> [Excerpted text]:
>> BEGIN
The Hare Krishna has in many aspects been classified as a cult. In the book “Att leka med elden” (To play with fire) the author Karl-Erik Nylund has placed Hare Krishna as the sixth most dangerous cult in Sweden. Before we can examine and comment on this claim some things need clarifying. 1. What is a cult? 2. What is Hare Krishna?

What is a cult?

I started to look up the word cult in a dictionary and found the explanation: “A religion or religious sect generally considered to be extremist or false, with its followers often living in an unconventional manner under the guidance of an authorian, charismatic leader.” If the cult is false why do so many people believe in it? I have looked up some information about how people are getting involved in cults that I will come back to later.

A cult is recognised by its leader. He or she can never be questioned and has therefore always right. The cults are often ruled by money; e.g. something terrible will happen to you if you don’t pay the leader a special amount of money. It is also forbidden to tell outsiders about the cults methods. One of the fastest growing international cults “The Scientologists” has a book, a kind of scientologist bible. For many years it has been impossible to read this book for outsiders. Now after that Zeno Panoussis has handed in the book to the Swedish government the book has because of its danger become an official document that anyone can read. It is now possible to go to a library and order the book but before you can get it a scientologist will come and hide it or borrow it before you. The only way to get it is to go to the Swedish consulate of the government where you can go directly and read it. But many people don’t know that so it still hard to get it without being a member. I think it’s obvious that they want to hide something. Here is a short summary of what the bible says:

The story of Xenu and the overpopulating problem

A long, long time ago an evil emperor ruled over the universe. His name was Xenu. 75 million years ago Xenu saw that the universe had been overpopulated. Something had to be done. To solve this problem Xenu took 78 billion humans from each planet. Evil psychiatrists injected them all with alcohol and glycol mixed to paralyse them. Then they were put on a big spaceship on the way to the planet Teegeeack (what we today call Earth). Here everyone was packed on the foot of the volcanoes on the Canary Islands. Atom bombs were blasted inside the volcanoes and the prisoners died. But their thetans (souls) were still alive and they wanted to return home. The thetans were caught in special thetan traps made of electronic rays. When they all had been collected they were packed in boxes and taken to huge cinemas where they over and over again were shown a film about God and Jesus. Now they were indoctrinated with false visual pictures of Christianity. When the thetans came out of the cinema they lumped together in clusters that went into those few humans that were still alive. Xenu was overthrown and locked in on a far distant planet. There he is now surrounded by a power plant that gets its energy from an eternal battery. Ends well all well.
>> END
> [Records]:
>> BEGIN
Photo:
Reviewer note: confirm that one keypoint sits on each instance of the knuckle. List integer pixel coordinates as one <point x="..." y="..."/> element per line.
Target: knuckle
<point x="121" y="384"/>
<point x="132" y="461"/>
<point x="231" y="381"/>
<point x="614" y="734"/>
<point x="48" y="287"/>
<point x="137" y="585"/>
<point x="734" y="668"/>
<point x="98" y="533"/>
>> END
>> BEGIN
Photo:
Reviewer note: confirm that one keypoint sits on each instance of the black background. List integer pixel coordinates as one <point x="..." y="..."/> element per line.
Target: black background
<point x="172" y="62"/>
>> END
> [Set task]: In the essay on cults, what ranking does the book "Att leka med elden" give Hare Krishna?

> [Task response]: It places Hare Krishna as the sixth most dangerous cult in Sweden.